| EXERCISE AIM |
Could you repeat the records below with every "greatly appreciated" switched to "much appreciated" and nothing else altered?

| TASK INPUT |
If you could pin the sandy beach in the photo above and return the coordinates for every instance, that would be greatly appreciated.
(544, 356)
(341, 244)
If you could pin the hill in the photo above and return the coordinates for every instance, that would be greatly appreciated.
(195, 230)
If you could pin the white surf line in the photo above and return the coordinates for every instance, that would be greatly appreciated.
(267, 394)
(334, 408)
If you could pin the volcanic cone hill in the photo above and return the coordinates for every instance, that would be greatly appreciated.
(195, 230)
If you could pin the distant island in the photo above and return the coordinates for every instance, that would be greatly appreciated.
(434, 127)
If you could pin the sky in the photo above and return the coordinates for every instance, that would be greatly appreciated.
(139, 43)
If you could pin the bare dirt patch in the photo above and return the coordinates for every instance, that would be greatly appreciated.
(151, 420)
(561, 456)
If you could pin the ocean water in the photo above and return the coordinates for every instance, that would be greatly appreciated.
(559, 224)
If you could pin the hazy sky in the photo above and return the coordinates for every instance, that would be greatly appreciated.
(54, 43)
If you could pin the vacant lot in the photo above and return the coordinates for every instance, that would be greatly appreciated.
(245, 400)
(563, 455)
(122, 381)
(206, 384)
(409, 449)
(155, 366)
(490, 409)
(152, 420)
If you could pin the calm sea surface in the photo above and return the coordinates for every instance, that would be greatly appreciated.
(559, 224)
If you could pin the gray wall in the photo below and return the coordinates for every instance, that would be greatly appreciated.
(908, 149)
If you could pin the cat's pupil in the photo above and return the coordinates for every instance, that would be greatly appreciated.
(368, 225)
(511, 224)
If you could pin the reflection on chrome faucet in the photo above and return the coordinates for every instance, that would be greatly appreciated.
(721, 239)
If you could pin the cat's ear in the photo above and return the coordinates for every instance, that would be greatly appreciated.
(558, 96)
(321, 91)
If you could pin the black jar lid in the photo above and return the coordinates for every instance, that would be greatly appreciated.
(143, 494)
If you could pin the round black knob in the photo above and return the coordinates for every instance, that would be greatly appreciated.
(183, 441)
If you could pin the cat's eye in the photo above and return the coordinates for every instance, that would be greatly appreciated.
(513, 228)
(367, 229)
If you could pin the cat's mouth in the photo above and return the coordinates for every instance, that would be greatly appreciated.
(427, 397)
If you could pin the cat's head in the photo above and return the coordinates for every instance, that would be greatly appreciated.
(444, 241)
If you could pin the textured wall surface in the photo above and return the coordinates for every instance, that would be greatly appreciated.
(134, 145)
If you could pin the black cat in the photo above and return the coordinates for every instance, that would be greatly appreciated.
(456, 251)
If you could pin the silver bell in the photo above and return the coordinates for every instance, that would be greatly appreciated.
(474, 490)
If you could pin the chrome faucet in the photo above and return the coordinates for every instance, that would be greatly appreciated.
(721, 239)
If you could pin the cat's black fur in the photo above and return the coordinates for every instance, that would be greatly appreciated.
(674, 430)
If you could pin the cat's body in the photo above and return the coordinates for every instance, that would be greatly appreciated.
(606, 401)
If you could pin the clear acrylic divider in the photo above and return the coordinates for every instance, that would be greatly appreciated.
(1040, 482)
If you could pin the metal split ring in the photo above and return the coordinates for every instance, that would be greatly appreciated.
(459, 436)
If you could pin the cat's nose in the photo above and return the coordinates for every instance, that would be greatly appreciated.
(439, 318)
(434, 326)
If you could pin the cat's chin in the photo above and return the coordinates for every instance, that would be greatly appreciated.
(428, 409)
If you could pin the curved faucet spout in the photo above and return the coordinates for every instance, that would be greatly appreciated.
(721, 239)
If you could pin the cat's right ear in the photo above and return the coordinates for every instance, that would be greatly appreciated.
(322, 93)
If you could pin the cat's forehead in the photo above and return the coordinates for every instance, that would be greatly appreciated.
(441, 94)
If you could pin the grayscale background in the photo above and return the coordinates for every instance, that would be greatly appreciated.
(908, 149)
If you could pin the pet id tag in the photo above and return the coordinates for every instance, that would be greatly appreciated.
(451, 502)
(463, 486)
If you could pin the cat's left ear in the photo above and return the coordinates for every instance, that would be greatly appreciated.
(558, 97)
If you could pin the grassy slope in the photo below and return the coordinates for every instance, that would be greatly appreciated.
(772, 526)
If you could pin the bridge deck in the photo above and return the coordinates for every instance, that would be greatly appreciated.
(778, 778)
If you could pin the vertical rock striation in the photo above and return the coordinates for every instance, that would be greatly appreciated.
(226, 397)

| PROBLEM SOLUTION |
If you could pin the sandy beach in the photo above and return the coordinates for every instance, that would be much appreciated.
(544, 356)
(341, 244)
If you could pin the hill in the photo above and return the coordinates for every instance, that would be much appreciated.
(195, 230)
If you could pin the white surf line in the photo above and return the coordinates for every instance, that would be much appreciated.
(267, 394)
(334, 408)
If you could pin the volcanic cone hill in the photo above and return the coordinates for every instance, that would be much appreciated.
(195, 230)
If you could pin the distant island in the photo above and return the coordinates for every instance, that would be much appreciated.
(434, 127)
If you could pin the sky in the photo above and return the coordinates for every instance, that would be much appreciated.
(139, 43)
If you could pin the bare dirt patch in the photo above and return the coordinates for every instance, that would be much appreciated.
(151, 420)
(561, 456)
If you could pin the ocean water in the photo above and return the coordinates for every instance, that would be much appreciated.
(559, 224)
If you could pin the hazy sky in the photo above and return the coordinates for every instance, that would be much appreciated.
(54, 43)
If you could pin the vacant lot in the photo above and return the coordinates for every instance, that would be much appreciated.
(245, 400)
(563, 455)
(122, 381)
(206, 384)
(409, 449)
(155, 366)
(490, 409)
(152, 420)
If you could pin the calm sea surface in the photo above and return the coordinates for every instance, that would be much appreciated.
(559, 224)
If you could pin the gray wall in the photo below and return the coordinates for every instance, that would be much appreciated.
(908, 149)
If you could pin the cat's pupil in the photo above and return the coordinates for every instance, that would be much appreciated.
(368, 225)
(511, 224)
If you could pin the reflection on chrome faucet in the photo above and return the coordinates for every instance, that would be much appreciated.
(721, 239)
If you could pin the cat's ear in the photo above and return the coordinates for every instance, that would be much appreciated.
(558, 96)
(321, 91)
If you could pin the black jar lid in the photo above and return the coordinates for every instance, that would be much appreciated.
(143, 494)
If you could pin the round black knob in the photo above and return the coordinates for every instance, that would be much appreciated.
(183, 441)
If you could pin the cat's eye in the photo above and return the coordinates for every instance, that would be much appreciated.
(513, 228)
(367, 229)
If you could pin the cat's mouth in the photo above and return the coordinates for every instance, that would be much appreciated.
(427, 397)
If you could pin the cat's head in the photo above and return the coordinates for every instance, that would be much appreciated.
(444, 241)
If you could pin the textured wall surface in the photo above and return the coordinates for every instance, that would be much appreciated.
(134, 145)
If you could pin the black cat in the photo above and return the coordinates for every instance, that would be much appreciated.
(456, 251)
If you could pin the silver bell in the photo above and return the coordinates for every instance, that would be much appreciated.
(474, 490)
If you could pin the chrome faucet in the photo above and return the coordinates for every instance, that would be much appreciated.
(721, 239)
If you could pin the cat's black fur in the photo above and return the coordinates for every instance, that would be much appreciated.
(674, 430)
If you could pin the cat's body in the photo above and return the coordinates for every instance, that would be much appreciated.
(606, 401)
If you could pin the clear acrylic divider in the photo above and return the coordinates for every instance, that would be much appreciated.
(1040, 482)
If you could pin the metal split ring in the photo above and return the coordinates for every instance, that would be much appreciated.
(459, 436)
If you could pin the cat's nose in the photo above and return the coordinates for every instance, that would be much appreciated.
(439, 318)
(434, 326)
If you could pin the cat's chin in the photo above and return the coordinates for every instance, that would be much appreciated.
(428, 409)
If you could pin the curved faucet spout in the photo above and return the coordinates for every instance, that would be much appreciated.
(721, 239)
If you could pin the cat's right ear in the photo above and return the coordinates for every instance, that would be much appreciated.
(322, 93)
If you could pin the cat's forehead in the photo above and return the coordinates for every instance, that would be much appreciated.
(441, 94)
If you could pin the grayscale background in the photo above and return the coordinates for every instance, that would be much appreciated.
(908, 149)
If you could pin the pet id tag in the photo above and return the coordinates for every instance, that would be much appreciated.
(451, 502)
(463, 486)
If you could pin the cat's left ear in the photo above and return the coordinates for every instance, that would be much appreciated.
(558, 97)
If you could pin the grassy slope in the photo below and return the coordinates for every instance, that would be much appreciated.
(772, 526)
If you could pin the bridge deck in the photo above and return the coordinates for every instance, that would be much appreciated.
(778, 778)
If you could pin the vertical rock striation in the photo above and return the coordinates for every instance, that would be much appreciated.
(226, 397)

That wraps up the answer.